- **DATASET ROWS**
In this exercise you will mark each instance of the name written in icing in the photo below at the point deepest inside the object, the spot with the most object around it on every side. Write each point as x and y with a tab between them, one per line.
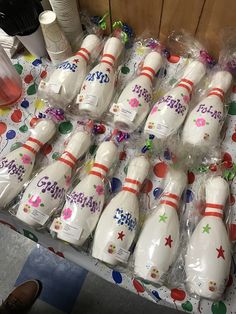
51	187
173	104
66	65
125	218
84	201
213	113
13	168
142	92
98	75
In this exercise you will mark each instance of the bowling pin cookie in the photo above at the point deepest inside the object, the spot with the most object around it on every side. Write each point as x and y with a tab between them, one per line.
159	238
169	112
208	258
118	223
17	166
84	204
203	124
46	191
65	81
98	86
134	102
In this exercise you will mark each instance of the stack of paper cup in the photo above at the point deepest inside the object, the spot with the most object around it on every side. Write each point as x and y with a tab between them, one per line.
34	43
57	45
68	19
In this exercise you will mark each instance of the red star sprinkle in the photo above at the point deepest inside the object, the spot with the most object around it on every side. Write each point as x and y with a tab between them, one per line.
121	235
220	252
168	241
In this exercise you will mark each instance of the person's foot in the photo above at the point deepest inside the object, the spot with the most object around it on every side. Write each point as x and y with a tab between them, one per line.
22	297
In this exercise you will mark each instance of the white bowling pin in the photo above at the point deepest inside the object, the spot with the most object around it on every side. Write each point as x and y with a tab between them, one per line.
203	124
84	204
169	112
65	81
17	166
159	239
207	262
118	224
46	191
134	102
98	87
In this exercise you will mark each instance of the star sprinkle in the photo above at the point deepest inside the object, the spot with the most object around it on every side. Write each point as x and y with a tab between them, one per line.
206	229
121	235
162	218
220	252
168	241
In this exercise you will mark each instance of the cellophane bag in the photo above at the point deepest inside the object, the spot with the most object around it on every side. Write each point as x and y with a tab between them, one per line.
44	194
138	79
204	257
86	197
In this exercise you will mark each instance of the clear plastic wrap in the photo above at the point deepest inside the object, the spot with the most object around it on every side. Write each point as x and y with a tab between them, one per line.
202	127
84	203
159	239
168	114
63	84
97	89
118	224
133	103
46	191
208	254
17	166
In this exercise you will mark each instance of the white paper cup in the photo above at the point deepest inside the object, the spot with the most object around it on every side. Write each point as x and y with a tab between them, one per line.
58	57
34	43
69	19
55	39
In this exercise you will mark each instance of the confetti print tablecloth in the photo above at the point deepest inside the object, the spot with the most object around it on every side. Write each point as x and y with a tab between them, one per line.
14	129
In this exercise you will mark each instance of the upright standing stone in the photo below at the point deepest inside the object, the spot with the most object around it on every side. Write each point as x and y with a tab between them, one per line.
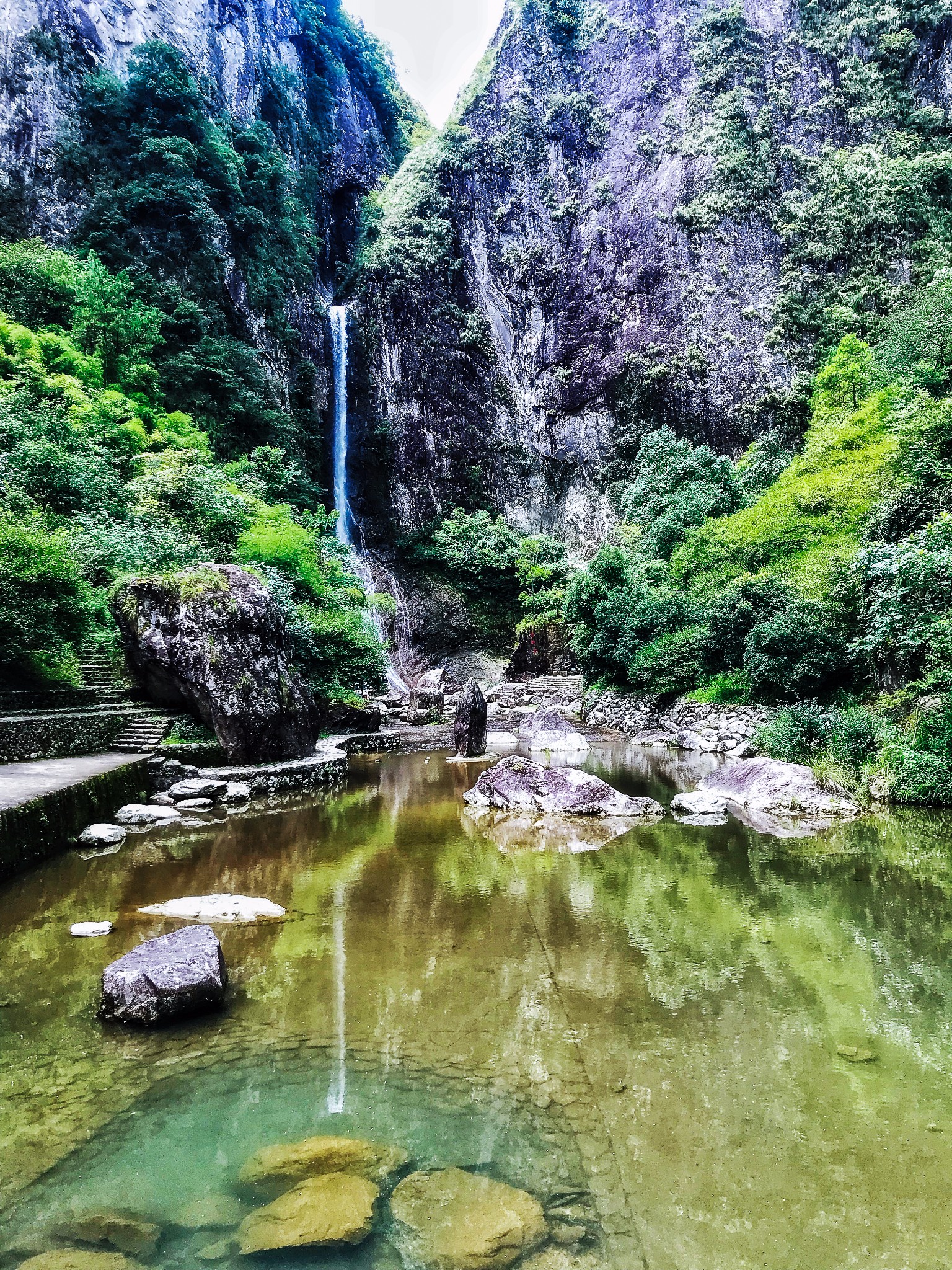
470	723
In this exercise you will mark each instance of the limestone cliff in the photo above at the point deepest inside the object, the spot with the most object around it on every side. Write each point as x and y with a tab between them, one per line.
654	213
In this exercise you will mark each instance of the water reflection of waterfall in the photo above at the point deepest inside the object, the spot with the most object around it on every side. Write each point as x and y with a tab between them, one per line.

- **EXERCISE AIM**
Rewrite everything from the line containing "In this exercise you will mark each instance of the cellophane" down to the end of the records, requests included, with 135 added to every x and y coordinate in the answer points. Leave the pictures out.

- **RESPONSE**
In this exercise you will mark each instance of the cellophane bag in the photo above at the point deepest inside the object, the spot with the most object around it on every side. Write each point as x and y with a tab between them, one per line.
179	329
273	214
339	392
221	332
In this exercise you will mark each instance of the clear plastic wrap in the photo above at the point deepest inside the object, the spot with the most object around it on every side. Write each point as x and y with a tab between them, one per line.
337	262
219	338
294	374
303	249
198	219
232	224
253	359
268	238
181	326
343	389
152	301
In this exercise you will mark each instance of the white paper cup in the photo above at the point deepest inside the object, the spot with the most object around it on every side. Write each point as x and y with a tab between them, one per line.
193	192
169	178
204	154
190	174
In this exercise you will mark each instance of the confetti print tablecloth in the photo above at the point deepest inside the object, the spot with the most object around it on every side. Write each point as x and y with a tab between them, one per line.
149	264
In this exercise you will mark each instance of the upright standing stone in the photo below at the point deepest inside the object, the spot with the most object around it on every side. Write each point as x and y with a tab between them, one per line.
605	858
In this exercise you will mark each instance of the limestone cliff in the photo above at the point deepest inside the object, the spot with the most object around it on every side. Write each point as x and y with a tab between them, one per line.
789	348
In this exercise you will mark each instance of the water reflection of waterfall in the photo above at the point deepest inside the object, the spot with the most object around it on every side. Write each point as x and y with a tab between them, one per line.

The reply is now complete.